__Required task__:
Could you reproduce the entries below word for word, from their very start through the line containing "column 463, row 400", including that line?
━━━ Records provided
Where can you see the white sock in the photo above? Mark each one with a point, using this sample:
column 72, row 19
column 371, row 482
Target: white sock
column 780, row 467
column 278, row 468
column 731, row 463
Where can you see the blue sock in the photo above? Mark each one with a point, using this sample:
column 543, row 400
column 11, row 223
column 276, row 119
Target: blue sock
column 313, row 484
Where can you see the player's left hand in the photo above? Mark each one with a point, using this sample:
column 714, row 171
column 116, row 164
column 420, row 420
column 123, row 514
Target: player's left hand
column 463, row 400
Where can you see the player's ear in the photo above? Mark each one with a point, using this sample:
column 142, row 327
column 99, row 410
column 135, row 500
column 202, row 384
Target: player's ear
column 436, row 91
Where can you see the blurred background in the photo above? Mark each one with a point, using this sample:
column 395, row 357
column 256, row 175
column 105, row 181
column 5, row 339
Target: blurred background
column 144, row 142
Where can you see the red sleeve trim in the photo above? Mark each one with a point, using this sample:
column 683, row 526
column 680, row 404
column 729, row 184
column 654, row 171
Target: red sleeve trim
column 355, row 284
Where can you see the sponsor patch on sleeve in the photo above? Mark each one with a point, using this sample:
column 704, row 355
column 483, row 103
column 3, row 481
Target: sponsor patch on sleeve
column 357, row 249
━━━━━━
__Exercise answer__:
Where can you see the white sock in the photo above? Mark each one with a point, using this sample:
column 72, row 19
column 371, row 482
Target: white sock
column 780, row 467
column 278, row 468
column 731, row 463
Where can you see the blue sock in the photo above? Mark each one with a point, using this sample:
column 543, row 400
column 11, row 223
column 276, row 119
Target: blue sock
column 313, row 484
Where can you see the player's left hand in the photo above? Mark each one with a point, using this sample:
column 714, row 171
column 116, row 164
column 420, row 420
column 123, row 514
Target: player's left hand
column 463, row 400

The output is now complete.